● **Material provided**:
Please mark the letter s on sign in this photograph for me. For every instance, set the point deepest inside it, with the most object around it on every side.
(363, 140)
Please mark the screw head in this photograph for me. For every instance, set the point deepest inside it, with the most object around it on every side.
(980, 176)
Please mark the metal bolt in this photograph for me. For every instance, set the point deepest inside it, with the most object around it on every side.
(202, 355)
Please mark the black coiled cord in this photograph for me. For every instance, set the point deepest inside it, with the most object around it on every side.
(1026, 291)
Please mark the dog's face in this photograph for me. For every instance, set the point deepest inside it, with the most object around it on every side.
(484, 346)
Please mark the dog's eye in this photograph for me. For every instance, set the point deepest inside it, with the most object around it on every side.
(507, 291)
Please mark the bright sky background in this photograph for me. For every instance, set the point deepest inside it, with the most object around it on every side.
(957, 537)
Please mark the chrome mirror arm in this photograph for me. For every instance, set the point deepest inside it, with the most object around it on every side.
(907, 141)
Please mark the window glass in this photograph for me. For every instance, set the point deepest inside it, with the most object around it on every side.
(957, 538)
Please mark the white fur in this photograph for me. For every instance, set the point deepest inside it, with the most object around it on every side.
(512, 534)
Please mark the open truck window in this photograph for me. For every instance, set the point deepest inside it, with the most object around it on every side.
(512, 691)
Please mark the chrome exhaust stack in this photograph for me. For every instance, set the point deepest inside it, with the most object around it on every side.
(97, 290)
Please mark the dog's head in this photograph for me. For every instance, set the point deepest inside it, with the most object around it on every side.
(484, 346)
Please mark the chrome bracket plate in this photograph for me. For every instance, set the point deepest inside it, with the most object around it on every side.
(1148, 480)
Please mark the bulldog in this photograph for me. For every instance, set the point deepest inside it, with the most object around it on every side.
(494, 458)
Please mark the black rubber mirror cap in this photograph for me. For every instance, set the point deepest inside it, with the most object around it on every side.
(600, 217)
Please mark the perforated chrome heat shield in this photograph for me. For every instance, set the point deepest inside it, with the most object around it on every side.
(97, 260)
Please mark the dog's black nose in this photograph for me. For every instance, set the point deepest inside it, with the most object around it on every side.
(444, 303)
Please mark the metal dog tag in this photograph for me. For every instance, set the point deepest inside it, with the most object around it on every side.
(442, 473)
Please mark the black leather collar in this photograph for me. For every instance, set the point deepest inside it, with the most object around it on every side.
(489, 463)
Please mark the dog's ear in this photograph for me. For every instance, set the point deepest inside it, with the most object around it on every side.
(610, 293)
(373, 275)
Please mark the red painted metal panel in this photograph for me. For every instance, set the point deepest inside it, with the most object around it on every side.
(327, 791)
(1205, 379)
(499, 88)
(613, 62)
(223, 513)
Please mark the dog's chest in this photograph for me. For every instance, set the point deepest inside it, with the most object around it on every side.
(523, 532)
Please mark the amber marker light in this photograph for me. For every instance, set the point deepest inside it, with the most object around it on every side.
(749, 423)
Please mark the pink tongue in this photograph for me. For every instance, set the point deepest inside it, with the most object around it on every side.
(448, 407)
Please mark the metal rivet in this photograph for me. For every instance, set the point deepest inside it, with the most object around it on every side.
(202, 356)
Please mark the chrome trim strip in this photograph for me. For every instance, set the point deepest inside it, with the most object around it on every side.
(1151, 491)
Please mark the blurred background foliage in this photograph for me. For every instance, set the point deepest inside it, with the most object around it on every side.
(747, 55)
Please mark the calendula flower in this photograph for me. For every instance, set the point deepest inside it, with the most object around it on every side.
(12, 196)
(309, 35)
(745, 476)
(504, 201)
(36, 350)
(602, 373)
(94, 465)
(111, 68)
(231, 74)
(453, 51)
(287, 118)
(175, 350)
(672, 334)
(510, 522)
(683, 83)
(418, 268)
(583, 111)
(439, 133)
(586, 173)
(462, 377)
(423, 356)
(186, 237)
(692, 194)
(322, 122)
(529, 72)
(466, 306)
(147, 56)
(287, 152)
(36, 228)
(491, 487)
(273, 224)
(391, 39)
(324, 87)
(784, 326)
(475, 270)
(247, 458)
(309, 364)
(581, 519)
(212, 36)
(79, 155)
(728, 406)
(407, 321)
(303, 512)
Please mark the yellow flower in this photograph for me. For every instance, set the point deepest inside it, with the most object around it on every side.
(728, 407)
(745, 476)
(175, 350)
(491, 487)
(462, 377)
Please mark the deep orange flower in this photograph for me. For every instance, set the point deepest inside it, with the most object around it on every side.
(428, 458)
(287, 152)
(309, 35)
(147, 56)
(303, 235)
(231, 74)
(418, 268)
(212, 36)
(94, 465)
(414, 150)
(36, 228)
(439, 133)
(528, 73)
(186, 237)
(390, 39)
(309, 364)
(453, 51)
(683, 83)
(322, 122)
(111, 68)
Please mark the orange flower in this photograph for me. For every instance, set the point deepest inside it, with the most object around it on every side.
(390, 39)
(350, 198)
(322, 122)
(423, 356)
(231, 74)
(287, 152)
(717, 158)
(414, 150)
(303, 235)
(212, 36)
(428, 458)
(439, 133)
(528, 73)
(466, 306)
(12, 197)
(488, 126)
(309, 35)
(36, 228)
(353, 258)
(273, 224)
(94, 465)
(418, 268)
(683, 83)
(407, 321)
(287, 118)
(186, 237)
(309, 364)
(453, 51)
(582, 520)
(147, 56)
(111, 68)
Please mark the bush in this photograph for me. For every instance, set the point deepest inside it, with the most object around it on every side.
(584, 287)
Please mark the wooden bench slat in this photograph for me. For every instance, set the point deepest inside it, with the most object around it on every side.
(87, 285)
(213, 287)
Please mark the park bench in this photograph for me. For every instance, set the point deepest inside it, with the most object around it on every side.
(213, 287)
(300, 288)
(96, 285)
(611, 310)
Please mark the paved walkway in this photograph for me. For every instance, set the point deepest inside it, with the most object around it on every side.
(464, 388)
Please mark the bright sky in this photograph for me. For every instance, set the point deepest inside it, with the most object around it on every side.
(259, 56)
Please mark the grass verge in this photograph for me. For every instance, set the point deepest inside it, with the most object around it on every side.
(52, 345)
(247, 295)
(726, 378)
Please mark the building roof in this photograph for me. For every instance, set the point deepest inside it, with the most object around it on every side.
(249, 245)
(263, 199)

● **Exercise instructions**: Copy the rows again, starting at the first row above and ending at the line containing "(1026, 291)", both included, with the requests. Shift every coordinate in the answers by adding 96 to it.

● **Solved problem**:
Please mark the letter s on sign in this photograph for me. For every instance, set the point deepest inside it, with the most object around it on every side.
(459, 236)
Please mark the screw head in this photograph for me. For every instance, set the point deepest inside it, with the most object around it on every side.
(1076, 272)
Please mark the metal bolt in this photograph for me. For every instance, set the point deepest inside it, with the most object around it on every side.
(298, 451)
Please mark the black coiled cord in this photograph for me. For every instance, set the point deepest inside it, with the most object around it on every side.
(1122, 387)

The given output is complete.